***** Given information *****

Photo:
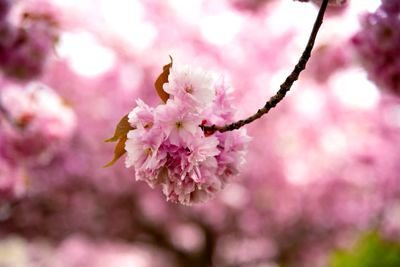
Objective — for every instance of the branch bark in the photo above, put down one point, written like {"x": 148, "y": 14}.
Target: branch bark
{"x": 285, "y": 86}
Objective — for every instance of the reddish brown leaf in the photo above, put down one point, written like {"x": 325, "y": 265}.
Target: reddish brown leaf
{"x": 119, "y": 151}
{"x": 163, "y": 78}
{"x": 122, "y": 129}
{"x": 120, "y": 135}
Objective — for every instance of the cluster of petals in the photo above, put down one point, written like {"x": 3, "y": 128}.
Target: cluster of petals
{"x": 377, "y": 45}
{"x": 38, "y": 120}
{"x": 168, "y": 148}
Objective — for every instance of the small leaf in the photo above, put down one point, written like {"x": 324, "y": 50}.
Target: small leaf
{"x": 121, "y": 130}
{"x": 163, "y": 78}
{"x": 119, "y": 151}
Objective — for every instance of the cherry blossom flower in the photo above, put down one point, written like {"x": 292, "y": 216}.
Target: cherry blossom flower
{"x": 167, "y": 146}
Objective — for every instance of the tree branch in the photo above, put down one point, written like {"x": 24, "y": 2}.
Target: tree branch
{"x": 285, "y": 86}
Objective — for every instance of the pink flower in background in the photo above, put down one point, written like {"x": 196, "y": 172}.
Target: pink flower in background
{"x": 377, "y": 46}
{"x": 40, "y": 120}
{"x": 25, "y": 46}
{"x": 13, "y": 180}
{"x": 168, "y": 147}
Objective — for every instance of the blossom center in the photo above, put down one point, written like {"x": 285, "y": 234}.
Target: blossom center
{"x": 179, "y": 124}
{"x": 189, "y": 89}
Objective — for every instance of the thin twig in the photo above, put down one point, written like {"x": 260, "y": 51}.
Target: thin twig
{"x": 284, "y": 88}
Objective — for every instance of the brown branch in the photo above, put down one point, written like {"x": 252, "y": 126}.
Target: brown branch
{"x": 284, "y": 88}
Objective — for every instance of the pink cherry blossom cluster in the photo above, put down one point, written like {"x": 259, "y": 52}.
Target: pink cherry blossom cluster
{"x": 377, "y": 45}
{"x": 25, "y": 44}
{"x": 12, "y": 179}
{"x": 38, "y": 120}
{"x": 168, "y": 147}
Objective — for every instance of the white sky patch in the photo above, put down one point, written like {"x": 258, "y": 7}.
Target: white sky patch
{"x": 354, "y": 90}
{"x": 221, "y": 28}
{"x": 126, "y": 19}
{"x": 189, "y": 10}
{"x": 298, "y": 16}
{"x": 85, "y": 55}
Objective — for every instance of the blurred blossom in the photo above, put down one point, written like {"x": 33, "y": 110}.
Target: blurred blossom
{"x": 377, "y": 45}
{"x": 25, "y": 46}
{"x": 40, "y": 120}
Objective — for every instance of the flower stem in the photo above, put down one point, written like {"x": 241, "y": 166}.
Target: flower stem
{"x": 285, "y": 86}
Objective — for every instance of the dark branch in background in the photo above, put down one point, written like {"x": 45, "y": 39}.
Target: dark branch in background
{"x": 284, "y": 88}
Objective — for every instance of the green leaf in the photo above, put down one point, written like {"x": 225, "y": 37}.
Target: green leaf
{"x": 163, "y": 78}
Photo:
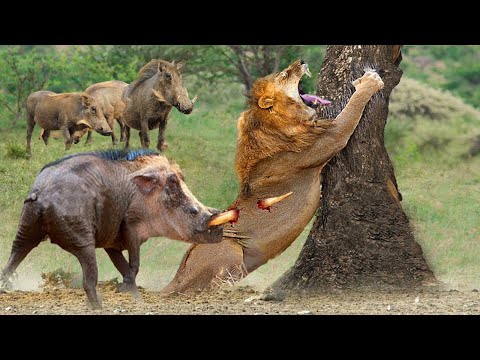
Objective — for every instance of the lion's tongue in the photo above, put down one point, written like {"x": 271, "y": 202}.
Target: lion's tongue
{"x": 315, "y": 100}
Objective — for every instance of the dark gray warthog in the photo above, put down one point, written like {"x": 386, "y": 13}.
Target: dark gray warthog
{"x": 69, "y": 112}
{"x": 114, "y": 200}
{"x": 109, "y": 97}
{"x": 150, "y": 98}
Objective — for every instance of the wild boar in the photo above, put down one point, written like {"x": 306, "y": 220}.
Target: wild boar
{"x": 68, "y": 112}
{"x": 109, "y": 97}
{"x": 150, "y": 98}
{"x": 114, "y": 200}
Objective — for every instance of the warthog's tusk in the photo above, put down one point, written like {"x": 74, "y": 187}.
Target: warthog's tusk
{"x": 226, "y": 216}
{"x": 265, "y": 204}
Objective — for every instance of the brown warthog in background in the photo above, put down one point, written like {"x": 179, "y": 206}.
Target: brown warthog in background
{"x": 109, "y": 97}
{"x": 150, "y": 99}
{"x": 68, "y": 112}
{"x": 114, "y": 200}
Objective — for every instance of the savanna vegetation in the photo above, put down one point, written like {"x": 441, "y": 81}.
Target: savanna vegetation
{"x": 434, "y": 120}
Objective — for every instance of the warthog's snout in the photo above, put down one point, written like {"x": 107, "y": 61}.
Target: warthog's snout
{"x": 203, "y": 232}
{"x": 105, "y": 132}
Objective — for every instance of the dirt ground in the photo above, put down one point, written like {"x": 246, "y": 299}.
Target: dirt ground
{"x": 241, "y": 300}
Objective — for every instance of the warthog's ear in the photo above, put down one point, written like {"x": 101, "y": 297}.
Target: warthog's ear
{"x": 147, "y": 182}
{"x": 86, "y": 100}
{"x": 266, "y": 101}
{"x": 83, "y": 124}
{"x": 180, "y": 64}
{"x": 158, "y": 95}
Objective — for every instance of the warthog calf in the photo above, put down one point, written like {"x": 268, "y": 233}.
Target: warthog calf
{"x": 109, "y": 96}
{"x": 69, "y": 112}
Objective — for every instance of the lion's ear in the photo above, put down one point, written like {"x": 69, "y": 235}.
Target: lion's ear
{"x": 266, "y": 101}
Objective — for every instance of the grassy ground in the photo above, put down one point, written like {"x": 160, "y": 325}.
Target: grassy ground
{"x": 441, "y": 188}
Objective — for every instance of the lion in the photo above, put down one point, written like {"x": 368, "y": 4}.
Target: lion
{"x": 279, "y": 118}
{"x": 280, "y": 154}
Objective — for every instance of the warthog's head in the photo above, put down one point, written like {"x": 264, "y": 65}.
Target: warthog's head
{"x": 92, "y": 116}
{"x": 288, "y": 82}
{"x": 169, "y": 86}
{"x": 168, "y": 207}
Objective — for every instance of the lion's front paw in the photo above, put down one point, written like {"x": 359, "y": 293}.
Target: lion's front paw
{"x": 369, "y": 81}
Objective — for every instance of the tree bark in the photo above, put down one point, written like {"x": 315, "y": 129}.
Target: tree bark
{"x": 361, "y": 236}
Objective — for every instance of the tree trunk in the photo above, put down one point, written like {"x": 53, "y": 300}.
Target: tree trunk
{"x": 361, "y": 237}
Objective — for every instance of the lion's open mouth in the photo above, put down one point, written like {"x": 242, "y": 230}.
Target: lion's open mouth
{"x": 312, "y": 101}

*****

Repeat the records above verbatim, with no pictures in the result.

## Solution to this exercise
Photo:
Objective — for every instance of the branch bark in the photo above, put down one point, written like {"x": 148, "y": 14}.
Target: branch bark
{"x": 285, "y": 86}
Objective — for every instance of the reddish brown leaf in the photo above, put down one point, written like {"x": 325, "y": 265}.
Target: reddish brown leaf
{"x": 119, "y": 151}
{"x": 163, "y": 78}
{"x": 122, "y": 129}
{"x": 120, "y": 135}
Objective — for every instance of the cluster of petals in the photo above, put down one point, written like {"x": 3, "y": 128}.
Target: cluster of petals
{"x": 377, "y": 45}
{"x": 38, "y": 120}
{"x": 168, "y": 148}
Objective — for every instance of the small leaf in the photo above, put down one point, written like {"x": 324, "y": 50}.
Target: small leaf
{"x": 121, "y": 130}
{"x": 163, "y": 78}
{"x": 119, "y": 151}
Objective — for every instance of the cherry blossom flower in the photo above, put down one point, written like {"x": 292, "y": 216}.
Target: cherry blossom flower
{"x": 167, "y": 146}
Objective — for every instance of the tree branch in the photo above, put down one point, written like {"x": 24, "y": 2}.
Target: tree branch
{"x": 285, "y": 86}
Objective — for every instance of the pink flower in background in the photo above, put down one point, written like {"x": 196, "y": 172}.
Target: pink flower in background
{"x": 377, "y": 46}
{"x": 40, "y": 120}
{"x": 25, "y": 46}
{"x": 13, "y": 180}
{"x": 168, "y": 147}
Objective — for every instance of the blossom center in the photo above, put down one point, written like {"x": 285, "y": 234}.
Target: blossom center
{"x": 179, "y": 124}
{"x": 189, "y": 89}
Objective — for every instance of the thin twig in the photo above, put down one point, written like {"x": 260, "y": 51}.
Target: thin twig
{"x": 284, "y": 88}
Objective — for every instance of the brown branch in the photo above, put down one point, written like {"x": 252, "y": 126}.
Target: brown branch
{"x": 284, "y": 88}
Objective — for every instance of the pink cherry blossom cluster in the photo above, put down one point, written like {"x": 259, "y": 52}.
Target: pink cherry blossom cluster
{"x": 377, "y": 45}
{"x": 25, "y": 44}
{"x": 12, "y": 179}
{"x": 38, "y": 120}
{"x": 168, "y": 147}
Objective — for every instance of the white sky patch in the photo above, put down one point, written like {"x": 258, "y": 7}.
Target: white sky patch
{"x": 354, "y": 90}
{"x": 221, "y": 28}
{"x": 126, "y": 19}
{"x": 189, "y": 10}
{"x": 298, "y": 16}
{"x": 85, "y": 55}
Objective — for every instance of the blurred blossom in the photo above, put down one point, written like {"x": 33, "y": 110}.
Target: blurred blossom
{"x": 377, "y": 45}
{"x": 25, "y": 46}
{"x": 40, "y": 120}
Objective — for every instance of the flower stem in the photo above, put down one point, written like {"x": 241, "y": 166}.
Target: flower stem
{"x": 285, "y": 86}
Objective — for every instance of the dark branch in background in the photo above, put down one point, written like {"x": 45, "y": 39}.
Target: dark branch in background
{"x": 284, "y": 88}
Objective — for every instance of the green leaf in the photo above, put down one point, written like {"x": 225, "y": 37}.
Target: green leaf
{"x": 163, "y": 78}
Photo:
Objective — for every instance of the lion's tongue in the photo above, put down one point, written like {"x": 271, "y": 202}.
Target: lion's tongue
{"x": 315, "y": 100}
Objective — for every instance of the dark gray warthog in the photo above, put down one point, written like {"x": 386, "y": 13}.
Target: dark gray warthog
{"x": 69, "y": 112}
{"x": 114, "y": 200}
{"x": 109, "y": 97}
{"x": 150, "y": 98}
Objective — for every instance of the wild boar in the photo above, put down one point, written like {"x": 306, "y": 220}.
Target: wild boar
{"x": 68, "y": 112}
{"x": 109, "y": 97}
{"x": 150, "y": 98}
{"x": 114, "y": 200}
Objective — for every instance of the warthog's tusk in the photo above, put down one point, written like {"x": 74, "y": 187}.
Target: warthog's tusk
{"x": 226, "y": 216}
{"x": 265, "y": 204}
Objective — for every instance of the brown warthog in background in the photo above, put down one point, written like {"x": 179, "y": 206}.
Target: brown warthog in background
{"x": 109, "y": 97}
{"x": 150, "y": 99}
{"x": 68, "y": 112}
{"x": 114, "y": 200}
Objective — for every instance of the savanna vegetation in the photo above, put down one point, written like {"x": 441, "y": 81}.
Target: savanna vegetation
{"x": 434, "y": 120}
Objective — for every instance of the warthog's snout in the photo above, put down one point, written like {"x": 107, "y": 61}.
Target: warthog's snout
{"x": 203, "y": 232}
{"x": 105, "y": 132}
Objective — for every instance of the dirt ground in the photo above, put down one point, written like {"x": 246, "y": 299}.
Target: dirt ground
{"x": 241, "y": 300}
Objective — for every instance of the warthog's ear in the photo above, put down one point, written like {"x": 101, "y": 297}.
Target: warthog's ear
{"x": 147, "y": 182}
{"x": 86, "y": 100}
{"x": 266, "y": 101}
{"x": 83, "y": 124}
{"x": 180, "y": 64}
{"x": 158, "y": 95}
Objective — for every instance of the warthog calf in the photo above, put down one point, written like {"x": 268, "y": 233}.
Target: warthog calf
{"x": 109, "y": 96}
{"x": 69, "y": 112}
Objective — for every instance of the lion's ear in the photo above, put down one point, written like {"x": 69, "y": 235}.
Target: lion's ear
{"x": 266, "y": 101}
Objective — for every instance of the grassy ground in the photo above, put down one point, written like {"x": 160, "y": 325}.
Target: grassy ground
{"x": 441, "y": 188}
Objective — for every instance of the lion in the photo above, put down one point, written like {"x": 368, "y": 4}.
Target: lion
{"x": 279, "y": 118}
{"x": 280, "y": 154}
Objective — for every instance of the warthog's head in the photo above, put down one point, written like {"x": 264, "y": 65}.
Target: warthog's head
{"x": 92, "y": 116}
{"x": 288, "y": 82}
{"x": 169, "y": 86}
{"x": 168, "y": 207}
Objective — for every instance of the lion's front paw in the photo above, put down one point, written like {"x": 359, "y": 293}.
Target: lion's front paw
{"x": 369, "y": 81}
Objective — for every instance of the tree bark in the photo above, put down one point, written like {"x": 315, "y": 129}.
Target: tree bark
{"x": 361, "y": 236}
Objective — for every instance of the tree trunk in the photo above, put down one point, written like {"x": 53, "y": 300}.
Target: tree trunk
{"x": 361, "y": 237}
Objective — for every instance of the lion's open mouth in the photo above, put down one point, written like {"x": 242, "y": 230}.
Target: lion's open mouth
{"x": 312, "y": 101}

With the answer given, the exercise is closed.